TASK GOAL: Return each of the entries below word for word.

Stored entries
Segment Open

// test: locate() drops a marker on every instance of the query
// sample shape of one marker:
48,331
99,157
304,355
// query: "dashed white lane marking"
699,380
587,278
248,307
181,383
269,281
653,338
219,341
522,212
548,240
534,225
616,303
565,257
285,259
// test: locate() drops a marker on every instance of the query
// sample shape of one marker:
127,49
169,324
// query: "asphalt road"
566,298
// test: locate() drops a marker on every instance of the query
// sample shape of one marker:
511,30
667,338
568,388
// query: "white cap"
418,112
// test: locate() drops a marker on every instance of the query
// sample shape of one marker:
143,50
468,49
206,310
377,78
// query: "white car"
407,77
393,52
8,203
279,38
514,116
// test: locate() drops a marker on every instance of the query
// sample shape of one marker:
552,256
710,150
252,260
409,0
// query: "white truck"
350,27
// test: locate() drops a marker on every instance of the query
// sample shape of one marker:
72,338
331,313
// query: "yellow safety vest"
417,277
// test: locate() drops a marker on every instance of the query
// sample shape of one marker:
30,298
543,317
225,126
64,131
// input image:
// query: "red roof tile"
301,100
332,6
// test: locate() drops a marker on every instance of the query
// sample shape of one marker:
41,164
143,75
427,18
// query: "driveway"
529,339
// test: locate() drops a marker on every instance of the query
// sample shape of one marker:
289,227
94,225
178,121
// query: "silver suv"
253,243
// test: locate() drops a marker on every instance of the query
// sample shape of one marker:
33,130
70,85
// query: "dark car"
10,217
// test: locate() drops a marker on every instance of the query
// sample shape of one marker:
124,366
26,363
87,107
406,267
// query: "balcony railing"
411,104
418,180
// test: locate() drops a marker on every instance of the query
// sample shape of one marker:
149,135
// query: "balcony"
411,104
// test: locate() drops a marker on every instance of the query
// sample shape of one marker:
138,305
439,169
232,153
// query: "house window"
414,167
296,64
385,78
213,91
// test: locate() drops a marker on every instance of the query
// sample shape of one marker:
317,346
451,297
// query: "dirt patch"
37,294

Segment Closed

ANSWER TO THE PROBLEM:
// test: locate() drops a marker on every instance of the query
// sample shape of one marker:
48,331
99,157
304,355
// query: "dashed white lane marking"
699,380
587,278
248,307
181,383
269,281
653,338
219,341
522,212
548,240
534,225
616,303
565,257
285,259
// test: locate() drops a marker on every instance of the query
// sample shape of one marker:
127,49
169,324
// query: "asphalt road"
566,298
// test: locate() drops a marker on every instance of the query
// sample shape of one marker:
511,30
667,338
568,388
// query: "white cap"
418,112
// test: locate() drops a marker on every instance of the query
// sample shape of one marker:
143,50
468,49
206,310
377,78
// query: "white car"
407,77
393,52
8,203
279,38
514,116
// test: locate() drops a marker on every instance of the query
// sample shape of one marker:
552,256
710,150
252,260
409,0
// query: "white truck"
350,27
// test: locate() drops a marker on every instance of the query
// sample shape of one marker:
72,338
331,313
// query: "yellow safety vest"
417,277
// test: locate() drops a marker on every instance of the query
// sample shape of one marker:
30,298
543,317
225,126
64,131
// input image:
// query: "red roof tile"
301,100
332,6
// test: locate() drops a marker on every instance of the query
// sample shape of one marker:
41,164
143,75
427,18
// query: "driveway"
529,339
// test: locate() drops a marker on every instance of the query
// sample shape of one marker:
289,227
94,225
178,121
// query: "silver suv"
253,243
// test: locate() drops a marker on every instance of the query
// sample shape of one marker:
33,130
70,85
// query: "dark car"
10,217
// test: locate() drops a marker on every instance of the query
// sample shape of one marker:
124,366
26,363
87,107
406,267
// query: "balcony railing"
411,104
418,180
// test: locate() drops a marker on every instance of the query
// sample shape of one marker:
149,135
// query: "balcony"
411,104
// test: locate() drops a marker on every instance of the query
// sample shape of one marker:
138,305
439,169
232,153
// query: "house window"
414,167
296,64
385,78
213,91
// test: locate() drops a marker on every instance of the query
// sample shape of one marker:
317,346
451,297
// query: "dirt patch"
37,294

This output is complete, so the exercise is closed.